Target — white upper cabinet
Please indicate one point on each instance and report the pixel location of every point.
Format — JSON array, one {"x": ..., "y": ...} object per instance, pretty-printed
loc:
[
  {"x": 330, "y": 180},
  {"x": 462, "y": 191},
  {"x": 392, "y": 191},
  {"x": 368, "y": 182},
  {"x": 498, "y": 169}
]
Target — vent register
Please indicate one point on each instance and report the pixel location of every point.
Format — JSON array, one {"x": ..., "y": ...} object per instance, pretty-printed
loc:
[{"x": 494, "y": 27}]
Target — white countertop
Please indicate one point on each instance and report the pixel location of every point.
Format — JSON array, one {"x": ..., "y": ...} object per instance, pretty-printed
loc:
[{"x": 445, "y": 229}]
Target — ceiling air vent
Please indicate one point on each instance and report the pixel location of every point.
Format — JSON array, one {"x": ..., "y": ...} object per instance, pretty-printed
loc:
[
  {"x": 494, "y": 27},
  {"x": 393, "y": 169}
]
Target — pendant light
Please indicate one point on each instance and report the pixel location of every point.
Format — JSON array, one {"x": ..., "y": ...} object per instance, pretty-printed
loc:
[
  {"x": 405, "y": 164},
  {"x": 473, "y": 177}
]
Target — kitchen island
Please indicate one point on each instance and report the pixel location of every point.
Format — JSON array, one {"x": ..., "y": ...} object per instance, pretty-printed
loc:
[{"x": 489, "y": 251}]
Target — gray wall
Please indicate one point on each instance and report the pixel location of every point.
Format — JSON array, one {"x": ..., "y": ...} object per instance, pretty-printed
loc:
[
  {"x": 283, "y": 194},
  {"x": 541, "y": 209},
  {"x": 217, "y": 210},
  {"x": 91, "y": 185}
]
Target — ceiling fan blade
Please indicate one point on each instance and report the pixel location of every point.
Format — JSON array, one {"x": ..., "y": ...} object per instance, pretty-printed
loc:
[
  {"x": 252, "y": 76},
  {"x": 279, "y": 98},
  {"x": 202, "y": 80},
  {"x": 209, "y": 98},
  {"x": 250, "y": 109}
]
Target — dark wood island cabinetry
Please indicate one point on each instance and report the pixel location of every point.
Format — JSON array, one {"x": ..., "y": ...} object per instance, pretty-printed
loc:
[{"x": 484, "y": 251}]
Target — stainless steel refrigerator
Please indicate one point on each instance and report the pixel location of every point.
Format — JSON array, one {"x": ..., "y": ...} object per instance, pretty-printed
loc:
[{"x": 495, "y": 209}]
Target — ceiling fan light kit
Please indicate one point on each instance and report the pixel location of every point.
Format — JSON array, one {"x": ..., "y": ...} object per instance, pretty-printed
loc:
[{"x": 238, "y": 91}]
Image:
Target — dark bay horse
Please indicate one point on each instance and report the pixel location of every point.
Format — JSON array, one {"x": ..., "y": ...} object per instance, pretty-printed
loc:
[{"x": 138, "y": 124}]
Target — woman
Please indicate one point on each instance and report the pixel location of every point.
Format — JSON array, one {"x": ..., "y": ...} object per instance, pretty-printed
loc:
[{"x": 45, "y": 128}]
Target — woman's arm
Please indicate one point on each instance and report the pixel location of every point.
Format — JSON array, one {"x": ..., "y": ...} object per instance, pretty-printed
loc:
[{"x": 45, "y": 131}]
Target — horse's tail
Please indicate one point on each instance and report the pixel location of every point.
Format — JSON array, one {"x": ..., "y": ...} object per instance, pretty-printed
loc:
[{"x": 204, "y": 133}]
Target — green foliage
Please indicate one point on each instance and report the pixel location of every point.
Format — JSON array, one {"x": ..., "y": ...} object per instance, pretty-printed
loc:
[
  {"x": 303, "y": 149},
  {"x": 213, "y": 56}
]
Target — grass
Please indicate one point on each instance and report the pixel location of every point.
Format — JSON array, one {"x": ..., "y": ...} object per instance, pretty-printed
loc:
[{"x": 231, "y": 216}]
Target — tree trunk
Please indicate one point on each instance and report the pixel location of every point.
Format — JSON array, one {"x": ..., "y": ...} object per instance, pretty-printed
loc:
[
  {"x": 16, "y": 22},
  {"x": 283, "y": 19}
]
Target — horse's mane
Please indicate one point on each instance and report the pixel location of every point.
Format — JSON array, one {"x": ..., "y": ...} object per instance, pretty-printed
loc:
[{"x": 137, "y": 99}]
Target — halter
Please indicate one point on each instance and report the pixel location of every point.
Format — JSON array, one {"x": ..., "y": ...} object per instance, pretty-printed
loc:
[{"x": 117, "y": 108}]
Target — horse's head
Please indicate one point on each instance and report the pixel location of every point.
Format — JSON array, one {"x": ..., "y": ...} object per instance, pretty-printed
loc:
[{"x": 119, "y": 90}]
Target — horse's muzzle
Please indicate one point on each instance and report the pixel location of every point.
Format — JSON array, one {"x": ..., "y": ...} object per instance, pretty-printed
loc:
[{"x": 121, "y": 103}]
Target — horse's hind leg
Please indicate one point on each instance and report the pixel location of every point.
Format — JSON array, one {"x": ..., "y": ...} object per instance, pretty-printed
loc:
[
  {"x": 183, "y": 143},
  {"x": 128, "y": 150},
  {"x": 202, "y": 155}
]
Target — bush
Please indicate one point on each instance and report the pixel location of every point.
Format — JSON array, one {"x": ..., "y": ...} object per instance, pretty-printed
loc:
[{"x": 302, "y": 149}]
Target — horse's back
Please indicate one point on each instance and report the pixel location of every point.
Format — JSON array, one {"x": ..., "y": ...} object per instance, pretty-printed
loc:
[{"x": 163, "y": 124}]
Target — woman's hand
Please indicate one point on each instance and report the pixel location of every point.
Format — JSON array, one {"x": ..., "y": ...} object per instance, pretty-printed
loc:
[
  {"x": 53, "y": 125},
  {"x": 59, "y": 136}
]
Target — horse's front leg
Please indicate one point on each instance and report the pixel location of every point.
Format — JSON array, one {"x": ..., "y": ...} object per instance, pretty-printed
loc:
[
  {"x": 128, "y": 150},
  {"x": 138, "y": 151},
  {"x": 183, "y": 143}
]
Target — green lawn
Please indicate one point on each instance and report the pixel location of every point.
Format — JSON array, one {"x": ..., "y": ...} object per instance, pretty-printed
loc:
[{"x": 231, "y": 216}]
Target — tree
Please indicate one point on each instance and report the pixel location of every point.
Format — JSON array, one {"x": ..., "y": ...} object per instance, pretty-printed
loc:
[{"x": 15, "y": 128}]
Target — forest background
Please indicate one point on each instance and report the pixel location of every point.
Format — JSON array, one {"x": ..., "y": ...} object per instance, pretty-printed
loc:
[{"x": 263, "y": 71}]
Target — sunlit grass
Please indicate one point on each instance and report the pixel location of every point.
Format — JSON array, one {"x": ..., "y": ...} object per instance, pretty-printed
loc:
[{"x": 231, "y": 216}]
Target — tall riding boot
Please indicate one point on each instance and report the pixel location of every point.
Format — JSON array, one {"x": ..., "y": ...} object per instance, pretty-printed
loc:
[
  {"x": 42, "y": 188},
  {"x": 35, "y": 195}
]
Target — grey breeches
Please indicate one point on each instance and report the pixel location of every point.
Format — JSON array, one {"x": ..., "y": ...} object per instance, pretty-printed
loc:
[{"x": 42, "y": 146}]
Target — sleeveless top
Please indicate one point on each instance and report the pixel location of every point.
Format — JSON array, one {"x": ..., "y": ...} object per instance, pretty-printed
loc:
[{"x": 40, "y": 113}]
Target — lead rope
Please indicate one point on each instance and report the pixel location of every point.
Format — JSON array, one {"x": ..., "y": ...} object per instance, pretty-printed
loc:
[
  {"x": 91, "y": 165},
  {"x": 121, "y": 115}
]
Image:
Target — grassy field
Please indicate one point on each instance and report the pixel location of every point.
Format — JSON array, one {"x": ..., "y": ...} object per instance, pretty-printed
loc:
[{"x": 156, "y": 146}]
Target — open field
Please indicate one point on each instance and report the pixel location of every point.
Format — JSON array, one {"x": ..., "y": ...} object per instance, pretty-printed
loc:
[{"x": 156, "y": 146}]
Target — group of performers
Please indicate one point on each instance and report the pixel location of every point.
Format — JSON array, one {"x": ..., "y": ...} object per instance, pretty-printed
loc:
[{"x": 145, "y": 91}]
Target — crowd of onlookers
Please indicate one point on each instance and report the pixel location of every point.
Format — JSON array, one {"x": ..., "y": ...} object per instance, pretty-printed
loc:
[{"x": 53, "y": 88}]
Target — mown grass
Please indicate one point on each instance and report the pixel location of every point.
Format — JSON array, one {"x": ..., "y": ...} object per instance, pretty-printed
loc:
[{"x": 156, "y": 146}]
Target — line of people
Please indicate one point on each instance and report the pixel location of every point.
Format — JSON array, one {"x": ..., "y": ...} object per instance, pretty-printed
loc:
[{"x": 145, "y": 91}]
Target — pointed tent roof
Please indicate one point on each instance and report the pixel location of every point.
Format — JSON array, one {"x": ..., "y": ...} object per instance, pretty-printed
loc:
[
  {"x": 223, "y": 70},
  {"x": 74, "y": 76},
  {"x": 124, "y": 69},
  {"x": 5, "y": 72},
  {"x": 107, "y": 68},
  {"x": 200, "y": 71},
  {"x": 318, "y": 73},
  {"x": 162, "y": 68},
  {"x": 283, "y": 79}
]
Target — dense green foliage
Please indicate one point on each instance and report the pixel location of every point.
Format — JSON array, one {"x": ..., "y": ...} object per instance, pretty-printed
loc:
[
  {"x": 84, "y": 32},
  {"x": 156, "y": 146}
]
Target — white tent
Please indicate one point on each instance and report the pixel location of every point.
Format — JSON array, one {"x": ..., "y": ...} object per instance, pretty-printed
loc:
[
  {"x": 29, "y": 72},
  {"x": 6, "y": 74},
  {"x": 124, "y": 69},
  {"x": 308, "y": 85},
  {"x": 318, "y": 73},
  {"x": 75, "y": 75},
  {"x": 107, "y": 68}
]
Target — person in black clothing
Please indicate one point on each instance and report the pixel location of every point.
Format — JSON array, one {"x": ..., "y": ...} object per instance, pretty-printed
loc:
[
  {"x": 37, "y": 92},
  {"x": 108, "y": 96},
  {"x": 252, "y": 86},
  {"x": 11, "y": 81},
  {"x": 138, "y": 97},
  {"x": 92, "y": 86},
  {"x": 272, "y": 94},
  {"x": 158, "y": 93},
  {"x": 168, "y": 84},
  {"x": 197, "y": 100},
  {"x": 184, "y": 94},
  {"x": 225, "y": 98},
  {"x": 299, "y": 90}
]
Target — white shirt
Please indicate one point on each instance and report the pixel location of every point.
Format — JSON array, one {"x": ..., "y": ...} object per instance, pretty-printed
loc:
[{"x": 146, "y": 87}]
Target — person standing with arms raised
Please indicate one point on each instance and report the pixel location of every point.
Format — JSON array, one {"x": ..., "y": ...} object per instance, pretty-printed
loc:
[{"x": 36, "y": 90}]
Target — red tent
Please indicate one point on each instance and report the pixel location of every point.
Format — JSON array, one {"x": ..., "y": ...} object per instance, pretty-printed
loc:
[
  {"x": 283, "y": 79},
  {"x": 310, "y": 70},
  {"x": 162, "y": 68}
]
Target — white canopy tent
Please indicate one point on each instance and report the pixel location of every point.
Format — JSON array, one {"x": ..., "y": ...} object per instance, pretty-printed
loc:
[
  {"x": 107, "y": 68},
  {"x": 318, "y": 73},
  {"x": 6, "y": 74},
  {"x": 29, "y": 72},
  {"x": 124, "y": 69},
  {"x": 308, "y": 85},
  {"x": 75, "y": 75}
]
——————
The request >>
Only the lines from the one containing "Target — red tent" through the end of the material should be reproduced, exactly, with both ends included.

Response >>
Target — red tent
Please indicate one point on each instance and report the pixel location of every point.
Format — JSON array, one {"x": ..., "y": ...} object per instance, pretty-printed
loc:
[
  {"x": 283, "y": 79},
  {"x": 310, "y": 70},
  {"x": 162, "y": 68}
]
Target — white canopy tent
Please indicate one point on each instance and report the pixel location of every point.
Format — JSON array, one {"x": ..., "y": ...} object per instance, pretty-printed
loc:
[
  {"x": 107, "y": 68},
  {"x": 318, "y": 73},
  {"x": 6, "y": 74},
  {"x": 29, "y": 72},
  {"x": 124, "y": 69},
  {"x": 308, "y": 85},
  {"x": 75, "y": 75}
]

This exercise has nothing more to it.